--- START ---

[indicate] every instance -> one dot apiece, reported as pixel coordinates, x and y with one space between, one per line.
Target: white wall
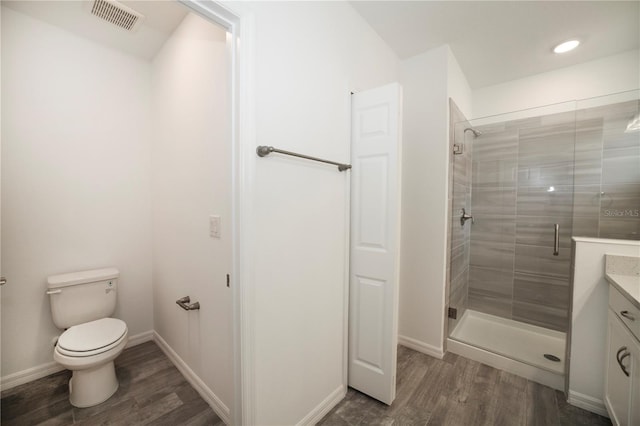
191 163
613 74
428 79
308 57
589 319
75 179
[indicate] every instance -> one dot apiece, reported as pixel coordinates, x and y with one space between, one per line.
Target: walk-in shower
521 186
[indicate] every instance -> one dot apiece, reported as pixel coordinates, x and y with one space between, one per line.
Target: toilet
81 304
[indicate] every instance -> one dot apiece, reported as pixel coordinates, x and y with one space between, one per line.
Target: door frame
243 141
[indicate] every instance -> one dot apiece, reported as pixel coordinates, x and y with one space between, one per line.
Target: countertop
623 272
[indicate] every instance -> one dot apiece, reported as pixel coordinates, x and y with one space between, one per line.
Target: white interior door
375 237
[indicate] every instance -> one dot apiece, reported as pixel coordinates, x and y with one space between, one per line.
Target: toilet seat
92 338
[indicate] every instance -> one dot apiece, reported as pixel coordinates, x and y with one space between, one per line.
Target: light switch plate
214 226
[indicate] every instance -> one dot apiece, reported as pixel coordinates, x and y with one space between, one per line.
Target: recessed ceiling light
566 46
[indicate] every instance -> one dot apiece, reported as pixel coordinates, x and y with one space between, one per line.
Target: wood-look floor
453 391
152 391
459 392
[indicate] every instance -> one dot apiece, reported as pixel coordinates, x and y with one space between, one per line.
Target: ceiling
498 41
161 18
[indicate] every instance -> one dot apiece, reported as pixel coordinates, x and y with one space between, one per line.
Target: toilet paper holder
185 303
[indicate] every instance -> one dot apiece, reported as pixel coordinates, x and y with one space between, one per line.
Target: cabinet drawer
625 310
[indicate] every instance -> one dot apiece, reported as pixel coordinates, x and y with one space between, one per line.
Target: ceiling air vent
117 13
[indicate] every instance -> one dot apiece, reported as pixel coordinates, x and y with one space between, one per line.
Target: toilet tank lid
83 277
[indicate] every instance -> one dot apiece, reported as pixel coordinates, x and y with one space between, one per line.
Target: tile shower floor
513 339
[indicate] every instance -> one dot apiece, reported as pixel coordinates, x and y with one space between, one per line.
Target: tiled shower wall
522 184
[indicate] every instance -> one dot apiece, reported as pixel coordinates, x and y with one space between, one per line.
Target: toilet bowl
82 304
89 350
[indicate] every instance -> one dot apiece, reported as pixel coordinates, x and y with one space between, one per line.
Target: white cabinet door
375 235
620 371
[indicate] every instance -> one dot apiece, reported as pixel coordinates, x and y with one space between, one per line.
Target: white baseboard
38 372
30 374
139 338
324 407
422 347
587 402
207 394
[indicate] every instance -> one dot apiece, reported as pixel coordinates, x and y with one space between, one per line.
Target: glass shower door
518 187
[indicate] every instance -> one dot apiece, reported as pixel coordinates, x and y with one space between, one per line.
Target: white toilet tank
80 297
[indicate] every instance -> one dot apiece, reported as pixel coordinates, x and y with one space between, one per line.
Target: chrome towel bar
185 303
264 150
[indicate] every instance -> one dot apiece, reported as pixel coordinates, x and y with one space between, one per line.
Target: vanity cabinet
622 380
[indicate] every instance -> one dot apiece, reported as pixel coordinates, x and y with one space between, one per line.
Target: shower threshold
512 346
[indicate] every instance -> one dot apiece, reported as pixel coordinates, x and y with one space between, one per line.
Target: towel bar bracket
264 150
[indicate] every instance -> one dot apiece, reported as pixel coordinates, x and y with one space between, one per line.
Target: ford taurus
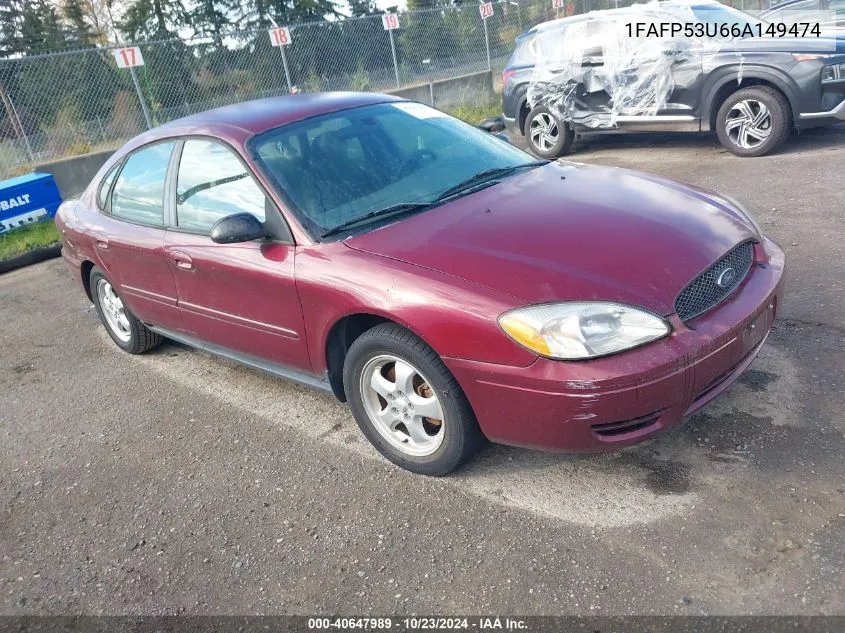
444 283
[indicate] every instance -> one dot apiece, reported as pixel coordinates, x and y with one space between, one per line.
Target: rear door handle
182 260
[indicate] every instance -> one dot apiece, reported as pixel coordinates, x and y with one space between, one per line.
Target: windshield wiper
393 209
482 176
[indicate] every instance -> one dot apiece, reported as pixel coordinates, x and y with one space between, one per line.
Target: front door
241 297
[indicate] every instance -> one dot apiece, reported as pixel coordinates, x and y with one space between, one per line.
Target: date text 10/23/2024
491 623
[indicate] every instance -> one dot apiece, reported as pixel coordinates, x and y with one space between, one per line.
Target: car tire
392 418
548 137
123 327
737 124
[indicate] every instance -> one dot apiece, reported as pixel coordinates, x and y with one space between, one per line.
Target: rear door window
138 194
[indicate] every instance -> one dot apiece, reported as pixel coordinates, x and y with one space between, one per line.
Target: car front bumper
610 402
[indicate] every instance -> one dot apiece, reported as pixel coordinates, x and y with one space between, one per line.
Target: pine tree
152 19
41 28
211 17
11 19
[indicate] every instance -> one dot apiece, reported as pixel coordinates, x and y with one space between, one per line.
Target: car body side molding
261 364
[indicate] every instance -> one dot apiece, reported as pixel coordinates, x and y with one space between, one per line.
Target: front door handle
182 260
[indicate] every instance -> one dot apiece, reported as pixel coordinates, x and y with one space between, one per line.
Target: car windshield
341 167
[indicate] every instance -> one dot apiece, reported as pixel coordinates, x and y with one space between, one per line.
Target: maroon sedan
444 283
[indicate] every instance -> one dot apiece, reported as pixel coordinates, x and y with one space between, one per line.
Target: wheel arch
727 82
522 114
85 271
342 333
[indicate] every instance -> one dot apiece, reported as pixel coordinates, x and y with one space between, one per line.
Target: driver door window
212 184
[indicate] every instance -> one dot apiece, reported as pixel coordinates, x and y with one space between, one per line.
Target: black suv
604 72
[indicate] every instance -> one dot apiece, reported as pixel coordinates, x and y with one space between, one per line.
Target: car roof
260 115
573 19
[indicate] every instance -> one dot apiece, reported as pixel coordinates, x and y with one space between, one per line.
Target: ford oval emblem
726 278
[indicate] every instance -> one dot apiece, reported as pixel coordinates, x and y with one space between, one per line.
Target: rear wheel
126 331
754 121
407 403
547 136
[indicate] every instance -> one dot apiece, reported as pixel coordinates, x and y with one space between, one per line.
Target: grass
27 237
475 114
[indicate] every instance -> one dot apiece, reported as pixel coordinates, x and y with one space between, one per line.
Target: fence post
487 44
144 107
395 63
287 72
16 121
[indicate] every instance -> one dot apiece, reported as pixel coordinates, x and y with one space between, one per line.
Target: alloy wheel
748 123
113 311
402 405
544 132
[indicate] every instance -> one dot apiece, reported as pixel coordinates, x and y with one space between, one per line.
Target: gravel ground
179 483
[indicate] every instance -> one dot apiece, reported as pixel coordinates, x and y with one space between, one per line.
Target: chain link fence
75 102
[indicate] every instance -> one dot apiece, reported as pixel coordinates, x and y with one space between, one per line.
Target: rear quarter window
105 186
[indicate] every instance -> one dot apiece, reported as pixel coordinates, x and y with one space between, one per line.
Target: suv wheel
754 121
128 332
407 403
547 136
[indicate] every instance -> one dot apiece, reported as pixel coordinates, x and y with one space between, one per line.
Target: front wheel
407 403
754 121
548 137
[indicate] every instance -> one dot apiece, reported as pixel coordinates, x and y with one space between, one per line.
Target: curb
30 257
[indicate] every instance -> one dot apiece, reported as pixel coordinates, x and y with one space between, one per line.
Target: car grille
714 284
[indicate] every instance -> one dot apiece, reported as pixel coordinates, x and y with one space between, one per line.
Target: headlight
833 72
745 213
578 330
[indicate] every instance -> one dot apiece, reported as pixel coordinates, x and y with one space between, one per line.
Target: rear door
130 236
241 297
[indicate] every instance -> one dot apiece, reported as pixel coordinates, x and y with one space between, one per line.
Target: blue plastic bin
27 199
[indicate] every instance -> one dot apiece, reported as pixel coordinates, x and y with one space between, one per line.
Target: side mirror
239 227
493 124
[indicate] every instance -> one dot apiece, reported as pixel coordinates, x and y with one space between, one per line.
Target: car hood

--- END ---

[REQUIRED WORK] Transcribe every entry word for word, but skip the pictures.

[EXERCISE ANSWER]
[indicate] every instance -> one dot apiece, reported as pixel coordinates, x and y with one space between, one per line.
Target: white wall
191 163
613 74
428 79
308 57
589 319
75 179
[indicate] every instance -> one dot apiece, reported as pixel coordinates, x and y with one space between, one per line.
Target: walk-in shower
521 186
[indicate] every instance -> one dot apiece, reported as pixel coordinates, x and y with one space between, one per line.
Target: toilet
81 304
[indicate] every instance -> one dot apiece, reported as pixel coordinates, x and y with one space between, one per line.
Target: door frame
243 141
[indicate] every instance -> one dot apiece, reported as pixel coordinates, x and y with one space between, one per line.
Target: countertop
623 272
[indicate] every instance -> one dot apiece, reported as pixel coordinates, x and y with one space between, one per line.
Target: white interior door
375 237
[indicate] every instance -> one dot apiece, reported as pixel coordinates, x and y with one space between, one per line.
Target: toilet seat
92 338
[indicate] every instance -> one dot apiece, reported as pixel coordinates, x and y with one space between, one per line.
Target: light switch plate
214 226
[indicate] every instance -> one dot apiece, reported as pixel coordinates, x and y with one space between, one per line.
Target: recessed ceiling light
566 46
[indicate] every instance -> one dot apiece, reported as pixel coordinates, x and y with one space between, one per line.
Target: wood-look floor
453 391
152 391
459 392
[indicate] every instance -> one dot apiece, reported as pixel coordinates, x and y with one space between, one per line.
Target: ceiling
498 41
161 18
[indicate] every instance -> one dot apiece, reported as pixel coordinates, x and y with one space between, one per line.
Target: toilet paper holder
185 303
[indicate] every instance -> one dot apiece, reported as pixel coordinates, x and y with one space between, one per line.
Target: cabinet drawer
625 310
[indicate] every instance -> one dot apiece, reported as pixel coordinates, x and y with one space between, one per line.
Target: ceiling air vent
117 13
[indicate] every instance -> one dot apiece, reported as pixel coordinates, x and y with one space between, one per line.
Target: toilet tank lid
83 277
[indicate] every instance -> one dot apiece, reported as pixel coordinates, x and y with one space between, one per line.
Target: tile shower floor
513 339
[indicate] every instance -> one dot apiece, reported as pixel coordinates, x and y with one space between, one per line.
Target: tiled shower wall
522 184
[indicate] every instance -> one dot apiece, reported as pixel coordinates, x and y with one space between, one per line.
Target: toilet bowl
82 304
89 350
[indicate] every instance -> one dot apiece, reported as pixel coordinates, x and y with one space between, one per line.
Target: white cabinet door
375 235
620 371
[indicate] every instance -> one dot apiece, reported as pixel coordinates, x and y with one space between, one per line.
Target: white baseboard
38 372
30 374
139 338
324 407
422 347
587 402
207 394
[indicate] every instance -> one dot apiece, reported as pixel coordinates, x and y with one space between, one per line.
Target: glass shower door
518 187
[indicate] every instance -> one dot apiece, reported as pixel coordinates, x and y with one space between, one per line.
Target: white toilet tank
80 297
[indicate] every instance -> one dot apiece, reported as pixel coordinates, x and y with one space between, one per line.
Target: chrome towel bar
185 303
264 150
[indicate] every instance -> one dot apiece, reported as pixel coordinates, x and y with one space between, one per line.
Target: vanity cabinet
622 380
[indicate] every instance -> one dot apiece, reported as pixel coordinates, x and y with one space between, one per line.
Target: shower threshold
512 346
[indicate] every instance -> one dot apiece, reported as pixel coordinates, x and y with one space between, one per line.
Target: towel bar bracket
264 150
[indicate] every instance -> one dot apiece, reported as pixel coordinates, x and y with one space between, one per line.
Target: ford taurus
444 283
[indicate] every instance -> one dot apiece, reported as pixel coordinates, x and y with one space between, one per line.
Target: rear door handle
182 260
[indicate] every instance -> one dot apiece, reported as pixel coordinates, x and y with one space between, one per line.
Target: windshield wiper
393 209
482 176
[indicate] every instance -> one dot apiece, reported as pixel coordinates, x and y with one space between, one per line.
Target: front door
241 297
[indicate] every instance -> one dot apiece, reported as pixel coordinates, x and y with one space between, one per line.
Target: date text 10/23/2024
491 623
[indicate] every instance -> one dot apiece, reported as pixel coordinates, x and y with one space between, one per line.
Target: car tire
392 418
548 137
123 327
737 124
[indicate] every instance -> one dot apiece, reported as pixel coordinates, x and y with one space between, one per line.
Target: rear door window
138 194
[indicate] every instance -> one dot apiece, reported as pixel coordinates, x and y with one space between, one per line.
Target: car front bumper
610 402
[indicate] every instance -> one dot apiece, reported as pixel coordinates, x and y with one space between, one per line.
Target: pine tree
152 19
41 28
211 17
11 19
[indicate] every instance -> one dot apiece, reported as pixel coordinates, x and y with one space between, one per line.
Target: car body side molding
261 364
[indicate] every instance -> one dot apiece, reported as pixel coordinates, x and y with one space between, one per line.
Target: front door handle
182 260
[indicate] every instance -> one dot apiece, reported as pixel coordinates, x and y with one space between, one per line.
Target: car windshield
341 167
[indicate] every instance -> one dot apiece, reported as pixel coordinates, x and y with one space between, one per line.
Target: maroon sedan
444 283
[indicate] every instance -> one dot apiece, reported as pixel coordinates, x and y with one space between, one per line.
Target: wheel arch
727 82
522 114
85 271
342 333
[indicate] every instance -> one dot apiece, reported as pixel coordinates, x and y with one space between, one per line.
Target: driver door window
212 184
[indicate] every instance -> one dot apiece, reported as pixel coordinates, x and y with one space between, one per line.
Target: black suv
604 72
[indicate] every instance -> one dot apiece, reported as pixel coordinates, x and y with one space between, one per line.
Target: car roof
260 115
573 19
[indicate] every instance -> one dot apiece, reported as pixel coordinates, x and y with one space between, one per line.
Target: ford oval emblem
726 278
[indicate] every instance -> one dot apiece, reported as pixel coordinates, x and y with one space between, one per line.
Target: rear wheel
126 331
754 121
407 403
547 136
[indicate] every instance -> one dot apiece, reported as pixel coordinates, x and y with one space between, one per line.
Target: grass
27 237
475 114
[indicate] every instance -> one dot apiece, reported as pixel coordinates, x and y with one space between, one per line.
Target: fence post
487 44
144 107
395 63
287 72
16 121
[indicate] every instance -> one dot apiece, reported as pixel coordinates, x and y with one space between, one per line.
Target: alloy wheel
748 123
113 311
402 405
544 132
[indicate] every instance -> one dot apiece, reported as pixel coordinates, x and y with one space between, one per line.
Target: gravel ground
179 483
[indicate] every instance -> one dot apiece, reported as pixel coordinates, x and y with one space between, one per line.
Target: chain link fence
75 102
[indicate] every instance -> one dot apiece, reported as pixel coordinates, x and y with one space between, one per line.
Target: rear quarter window
105 186
[indicate] every instance -> one dot apiece, reported as pixel coordinates, x and y with one space between, one per line.
Target: suv wheel
754 121
128 332
407 403
547 136
[indicate] every instance -> one dot apiece, reported as pixel coordinates, x and y with one space between, one per line.
Target: front wheel
407 403
754 121
548 137
[indicate] every instance -> one dot apiece, reported as pixel coordinates, x and y with one space between, one per line.
Target: curb
30 257
[indicate] every instance -> one dot apiece, reported as pixel coordinates, x and y with one space between, one per line.
Target: car grille
714 284
[indicate] every instance -> one dot apiece, reported as pixel coordinates, x and y with one space between, one per line.
Target: headlight
833 72
745 213
578 330
[indicate] every instance -> one dot apiece, reported as pixel coordinates, x and y with one space between, one per line.
Target: rear door
130 236
241 297
[indicate] every instance -> one dot apiece, reported as pixel coordinates, x and y with one space between, one per line.
Target: blue plastic bin
27 199
[indicate] every instance -> one dot apiece, reported as pixel coordinates, x and y with one space between, one per line.
Target: side mirror
239 227
493 124
[indicate] every instance -> one dot apiece, reported as pixel coordinates, x and y with one space between, one per line.
Target: car hood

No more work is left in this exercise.